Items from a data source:
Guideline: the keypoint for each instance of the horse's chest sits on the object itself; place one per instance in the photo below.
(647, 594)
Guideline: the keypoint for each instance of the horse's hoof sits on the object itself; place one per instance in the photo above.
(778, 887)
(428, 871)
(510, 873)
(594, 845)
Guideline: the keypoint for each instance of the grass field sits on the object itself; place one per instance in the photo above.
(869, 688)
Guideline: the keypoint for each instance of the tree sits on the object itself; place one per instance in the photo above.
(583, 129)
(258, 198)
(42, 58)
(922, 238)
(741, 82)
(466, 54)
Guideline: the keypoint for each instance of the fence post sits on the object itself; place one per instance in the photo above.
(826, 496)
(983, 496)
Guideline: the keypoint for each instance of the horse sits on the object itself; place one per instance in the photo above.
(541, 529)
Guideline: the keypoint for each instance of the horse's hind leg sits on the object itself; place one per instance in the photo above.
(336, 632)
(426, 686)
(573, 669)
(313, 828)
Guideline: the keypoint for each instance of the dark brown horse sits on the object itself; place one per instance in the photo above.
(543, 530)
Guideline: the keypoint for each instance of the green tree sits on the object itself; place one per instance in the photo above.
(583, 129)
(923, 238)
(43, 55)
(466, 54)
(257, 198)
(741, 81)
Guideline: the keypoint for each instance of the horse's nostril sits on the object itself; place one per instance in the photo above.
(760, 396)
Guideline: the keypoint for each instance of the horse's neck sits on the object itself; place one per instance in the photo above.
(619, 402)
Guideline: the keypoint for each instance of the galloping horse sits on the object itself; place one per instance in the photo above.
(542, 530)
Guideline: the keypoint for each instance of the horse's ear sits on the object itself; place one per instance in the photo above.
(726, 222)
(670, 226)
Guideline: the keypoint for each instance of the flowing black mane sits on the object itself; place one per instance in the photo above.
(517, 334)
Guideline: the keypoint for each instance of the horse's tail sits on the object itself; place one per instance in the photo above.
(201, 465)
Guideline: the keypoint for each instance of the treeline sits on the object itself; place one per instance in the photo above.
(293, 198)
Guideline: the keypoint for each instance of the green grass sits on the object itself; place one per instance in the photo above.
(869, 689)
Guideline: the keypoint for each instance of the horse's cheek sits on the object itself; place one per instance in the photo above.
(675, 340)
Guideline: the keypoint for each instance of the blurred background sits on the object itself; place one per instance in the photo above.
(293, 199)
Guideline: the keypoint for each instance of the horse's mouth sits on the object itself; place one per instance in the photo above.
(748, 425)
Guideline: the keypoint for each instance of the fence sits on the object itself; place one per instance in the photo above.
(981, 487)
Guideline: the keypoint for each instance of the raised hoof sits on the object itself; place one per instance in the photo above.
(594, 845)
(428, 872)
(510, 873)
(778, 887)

Exercise directions: Copy all of the rows above word for word.

Result of the exercise:
Guideline: the keypoint for each instance of the horse's chest sits on the object itself; place one per instance in the photo below.
(647, 594)
Guideline: the keypoint for each instance of the horse's hoof sits on the object itself; place one per instance in the photo above.
(778, 887)
(428, 871)
(510, 873)
(594, 845)
Guideline: the keypoint for each instance of the grass field sits on the object itself; place one per instance in the photo above.
(869, 688)
Guideline: the keypoint for each instance of the tree sits on the object itself; place one per instance in the photo above.
(583, 129)
(258, 198)
(42, 58)
(922, 238)
(741, 82)
(466, 54)
Guideline: the keypoint for each instance of the fence post sits on the object itself; place one per instance in the photo above.
(826, 496)
(983, 496)
Guideline: the keypoint for each instance of the horse sits on the object itself; place one per instance in the photo above.
(541, 529)
Guideline: the keypoint for each instance of the horse's hind leg sits on the object itself; place one per instance in the photo above.
(336, 632)
(426, 686)
(573, 669)
(313, 828)
Guideline: the keypoint for each instance of the dark brown horse sits on the object itself; place one per instance in the photo above.
(543, 530)
Guideline: the keypoint for each instance of the green tree sits on the object itself; place one per instance in the photo above.
(583, 129)
(923, 238)
(43, 55)
(466, 54)
(257, 198)
(741, 81)
Guideline: the keypoint for each instance of the horse's nostril sits on the object itself; place one per instance in the photo above.
(760, 396)
Guideline: the keypoint for each instance of the horse's neck sits on the object itself; place one per instance in the photo above.
(619, 402)
Guideline: the keypoint for each instance of the galloping horse sits on the object itself; place one per instance in the photo above.
(542, 530)
Guideline: the keypoint for each instance of the horse's ear sits on the object itself; place one per instance in the photo above.
(726, 222)
(670, 226)
Guideline: the keypoint for each instance of the flowing black mane sits on the object itself; place one per instance in the photo above.
(517, 334)
Guideline: the keypoint for each instance of the horse's tail sits on the object itself; place one per instance in the photo above.
(201, 465)
Guideline: the keypoint for each instance of the treeline sits on the object itself; place one per instance in the photo above.
(293, 198)
Guideline: the keypoint for each instance of the green grass sits on the object itself; place one per instance in the photo above.
(869, 689)
Guideline: the keypoint for each instance of the horse's cheek sits on the object itself; place one per instance in the photo above.
(675, 340)
Guideline: the keypoint for each instance of the blurred background sits on the object itself; place one per instance in the photo above.
(293, 199)
Guideline: the keypoint for each instance of the horse's mouth sits on the object itself; place one per instance in the photo above.
(748, 425)
Guideline: the keypoint for each instance of the fence sits on the object itself; place one per instance in the photo above.
(981, 487)
Guideline: the keypoint for each instance of the raised hoof sits on the object itself; place one per instance in the photo above.
(594, 845)
(428, 872)
(510, 873)
(778, 887)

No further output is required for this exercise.